▶ Objective:
Images excluded, repeat each entry below exactly.

▶ Record excerpts:
============

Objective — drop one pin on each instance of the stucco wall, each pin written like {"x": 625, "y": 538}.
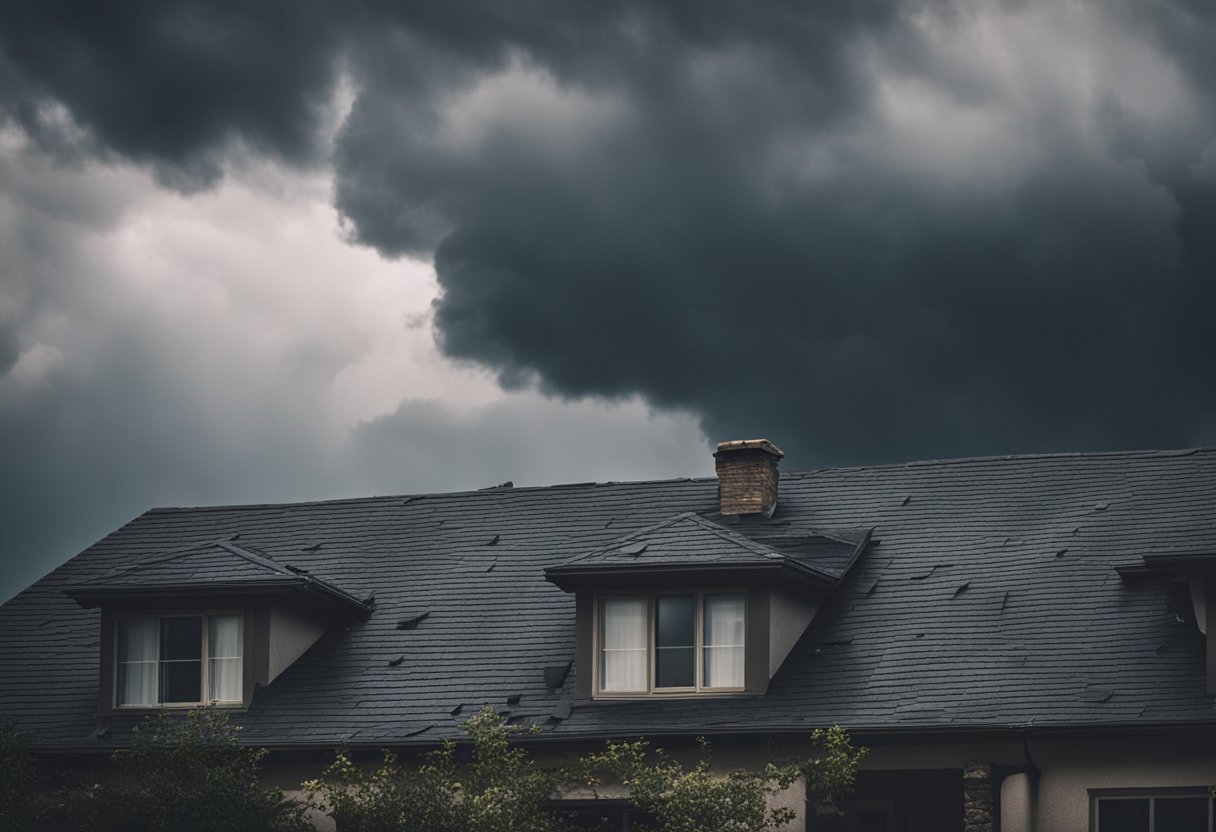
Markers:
{"x": 1059, "y": 802}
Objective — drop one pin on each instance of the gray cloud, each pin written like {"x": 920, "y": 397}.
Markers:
{"x": 884, "y": 231}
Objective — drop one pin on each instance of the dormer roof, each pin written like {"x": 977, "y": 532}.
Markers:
{"x": 691, "y": 544}
{"x": 219, "y": 567}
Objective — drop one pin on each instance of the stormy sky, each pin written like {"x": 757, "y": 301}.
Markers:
{"x": 272, "y": 251}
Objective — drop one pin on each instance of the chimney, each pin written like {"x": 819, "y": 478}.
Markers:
{"x": 747, "y": 477}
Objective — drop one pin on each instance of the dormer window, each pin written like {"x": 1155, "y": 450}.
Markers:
{"x": 675, "y": 642}
{"x": 206, "y": 625}
{"x": 690, "y": 607}
{"x": 179, "y": 661}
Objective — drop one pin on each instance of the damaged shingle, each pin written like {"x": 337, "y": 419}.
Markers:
{"x": 412, "y": 623}
{"x": 555, "y": 675}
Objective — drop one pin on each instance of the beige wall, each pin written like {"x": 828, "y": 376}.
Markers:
{"x": 1058, "y": 803}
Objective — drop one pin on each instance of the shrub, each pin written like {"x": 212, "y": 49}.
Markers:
{"x": 497, "y": 790}
{"x": 181, "y": 775}
{"x": 17, "y": 780}
{"x": 699, "y": 800}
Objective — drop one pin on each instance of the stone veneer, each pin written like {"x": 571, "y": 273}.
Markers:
{"x": 978, "y": 809}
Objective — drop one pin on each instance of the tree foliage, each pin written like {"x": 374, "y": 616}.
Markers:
{"x": 497, "y": 790}
{"x": 18, "y": 779}
{"x": 693, "y": 799}
{"x": 181, "y": 775}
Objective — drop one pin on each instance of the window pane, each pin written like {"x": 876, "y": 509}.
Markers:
{"x": 623, "y": 665}
{"x": 1122, "y": 815}
{"x": 722, "y": 637}
{"x": 181, "y": 659}
{"x": 224, "y": 658}
{"x": 674, "y": 640}
{"x": 181, "y": 639}
{"x": 1180, "y": 814}
{"x": 136, "y": 661}
{"x": 180, "y": 681}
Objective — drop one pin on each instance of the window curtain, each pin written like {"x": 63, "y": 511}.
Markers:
{"x": 722, "y": 640}
{"x": 136, "y": 661}
{"x": 224, "y": 658}
{"x": 623, "y": 667}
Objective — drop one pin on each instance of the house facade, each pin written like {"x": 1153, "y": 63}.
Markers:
{"x": 1020, "y": 641}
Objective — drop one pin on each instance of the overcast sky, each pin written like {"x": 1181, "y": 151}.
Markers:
{"x": 299, "y": 249}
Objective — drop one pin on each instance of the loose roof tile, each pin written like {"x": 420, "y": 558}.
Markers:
{"x": 513, "y": 624}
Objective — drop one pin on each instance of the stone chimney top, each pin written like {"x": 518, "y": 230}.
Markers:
{"x": 747, "y": 477}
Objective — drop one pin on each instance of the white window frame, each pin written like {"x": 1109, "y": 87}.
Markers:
{"x": 699, "y": 689}
{"x": 204, "y": 658}
{"x": 1098, "y": 796}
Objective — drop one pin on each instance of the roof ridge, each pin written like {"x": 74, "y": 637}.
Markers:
{"x": 596, "y": 484}
{"x": 1009, "y": 457}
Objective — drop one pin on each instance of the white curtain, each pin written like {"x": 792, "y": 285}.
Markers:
{"x": 724, "y": 640}
{"x": 224, "y": 658}
{"x": 623, "y": 668}
{"x": 136, "y": 661}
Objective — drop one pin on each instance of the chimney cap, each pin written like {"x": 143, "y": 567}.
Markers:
{"x": 749, "y": 444}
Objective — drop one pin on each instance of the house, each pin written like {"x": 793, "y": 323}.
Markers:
{"x": 1020, "y": 640}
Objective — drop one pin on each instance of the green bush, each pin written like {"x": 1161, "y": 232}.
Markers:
{"x": 499, "y": 790}
{"x": 180, "y": 774}
{"x": 18, "y": 811}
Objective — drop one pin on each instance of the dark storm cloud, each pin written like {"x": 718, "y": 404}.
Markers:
{"x": 882, "y": 231}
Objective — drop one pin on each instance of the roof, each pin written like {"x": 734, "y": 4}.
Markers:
{"x": 986, "y": 599}
{"x": 691, "y": 543}
{"x": 212, "y": 568}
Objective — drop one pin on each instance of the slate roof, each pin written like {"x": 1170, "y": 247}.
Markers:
{"x": 219, "y": 566}
{"x": 690, "y": 541}
{"x": 986, "y": 599}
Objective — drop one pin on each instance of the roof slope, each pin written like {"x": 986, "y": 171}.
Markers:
{"x": 986, "y": 597}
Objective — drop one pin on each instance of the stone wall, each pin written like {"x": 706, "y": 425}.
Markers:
{"x": 978, "y": 810}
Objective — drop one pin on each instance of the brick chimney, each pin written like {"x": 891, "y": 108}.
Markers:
{"x": 747, "y": 476}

============

▶ Completed task:
Objective — drop one pin on each instance of the stucco wall, each pin written like {"x": 625, "y": 538}.
Markers:
{"x": 1059, "y": 802}
Objective — drop one pin on each instance of the gray cloud, each pin written like {"x": 920, "y": 397}.
Markers:
{"x": 884, "y": 231}
Objective — drop one pin on each instance of the dormer roof, each pin written like {"x": 977, "y": 532}.
Markers:
{"x": 691, "y": 544}
{"x": 219, "y": 567}
Objective — drop one pin on each instance of the stormy sky, each pin written like {"x": 757, "y": 301}.
Markers:
{"x": 272, "y": 251}
Objective — drop one pin on each instance of the chimney, each pin written like {"x": 819, "y": 478}.
Markers:
{"x": 747, "y": 477}
Objective — drop one pin on each instance of the dormer window, each pin written like {"x": 1155, "y": 450}.
Markers:
{"x": 675, "y": 642}
{"x": 206, "y": 625}
{"x": 690, "y": 607}
{"x": 179, "y": 661}
Objective — drop one pin on each instance of the damaged shingle, each pin written like {"x": 337, "y": 419}.
Markers:
{"x": 412, "y": 623}
{"x": 555, "y": 675}
Objective — drop one pin on each instance of the beige wall, each pin written like {"x": 828, "y": 376}.
Markers:
{"x": 1058, "y": 803}
Objective — drop one pin on each instance of the shrub, each pin written like {"x": 212, "y": 49}.
Markers:
{"x": 497, "y": 790}
{"x": 181, "y": 775}
{"x": 17, "y": 780}
{"x": 699, "y": 800}
Objective — drop one pin on each instance of the stone veneer, each pin written like {"x": 571, "y": 273}.
Markers:
{"x": 978, "y": 809}
Objective — drop one pin on each instance of the tree foliage, each pin written like {"x": 374, "y": 616}.
Markers:
{"x": 497, "y": 790}
{"x": 18, "y": 779}
{"x": 693, "y": 799}
{"x": 181, "y": 775}
Objective — drop one pin on each instance of the window pane, each pin written like {"x": 876, "y": 509}.
Markers:
{"x": 623, "y": 665}
{"x": 1122, "y": 815}
{"x": 722, "y": 637}
{"x": 181, "y": 659}
{"x": 224, "y": 658}
{"x": 674, "y": 640}
{"x": 181, "y": 639}
{"x": 1180, "y": 814}
{"x": 136, "y": 661}
{"x": 180, "y": 681}
Objective — drop one pin on each instance of the window curtain, each pin written like {"x": 63, "y": 511}.
Markers:
{"x": 722, "y": 640}
{"x": 136, "y": 661}
{"x": 224, "y": 658}
{"x": 623, "y": 667}
Objective — drop one pin on each instance of the house facade, each pin written like {"x": 1153, "y": 63}.
Markers:
{"x": 1020, "y": 641}
Objective — drop one pin on each instance of the overcast sky, each pin written like {"x": 1181, "y": 151}.
Markers:
{"x": 299, "y": 249}
Objective — drop one pin on each instance of the loose roof tile, each pin written like {"x": 420, "y": 558}.
Markers:
{"x": 513, "y": 624}
Objective — drop one pin on each instance of the stone chimney top, each pin written like {"x": 518, "y": 230}.
Markers:
{"x": 747, "y": 477}
Objective — drop one pin on each instance of the white window frame, each pin written like {"x": 1109, "y": 87}.
Markers:
{"x": 699, "y": 689}
{"x": 204, "y": 658}
{"x": 1098, "y": 796}
Objective — drop one pin on each instance of the roof ridge, each pin written like {"x": 74, "y": 637}.
Markers:
{"x": 596, "y": 484}
{"x": 1009, "y": 457}
Objective — drop one pin on each instance of the white curtain, each pin written like {"x": 792, "y": 285}.
Markers:
{"x": 724, "y": 640}
{"x": 224, "y": 658}
{"x": 623, "y": 668}
{"x": 136, "y": 661}
Objective — drop one pin on each instance of the chimney cap, each pin written like {"x": 143, "y": 567}.
Markers:
{"x": 749, "y": 444}
Objective — drop one pin on each instance of the house, each pin written like {"x": 793, "y": 323}.
Markers:
{"x": 1020, "y": 640}
Objective — drop one pin on each instance of the green bush, each pin written like {"x": 1161, "y": 232}.
Markers:
{"x": 499, "y": 790}
{"x": 180, "y": 774}
{"x": 18, "y": 811}
Objective — drop one pin on each instance of the dark storm cloud, each pin written like {"x": 718, "y": 404}.
Markers:
{"x": 882, "y": 231}
Objective — drop one pin on each instance of the roof, each pin written like {"x": 734, "y": 4}.
Markers:
{"x": 986, "y": 599}
{"x": 691, "y": 543}
{"x": 212, "y": 568}
Objective — drop one pin on each instance of the slate roof, each pin written like {"x": 1170, "y": 247}.
Markers:
{"x": 219, "y": 566}
{"x": 690, "y": 541}
{"x": 986, "y": 599}
Objective — drop one pin on each instance of the roof slope, each pin written like {"x": 986, "y": 171}.
Markers:
{"x": 986, "y": 597}
Objective — drop one pin on each instance of the stone wall, each pin written like {"x": 706, "y": 425}.
Markers:
{"x": 978, "y": 810}
Objective — drop one pin on each instance of the brick chimney, each pin written like {"x": 891, "y": 108}.
Markers:
{"x": 747, "y": 476}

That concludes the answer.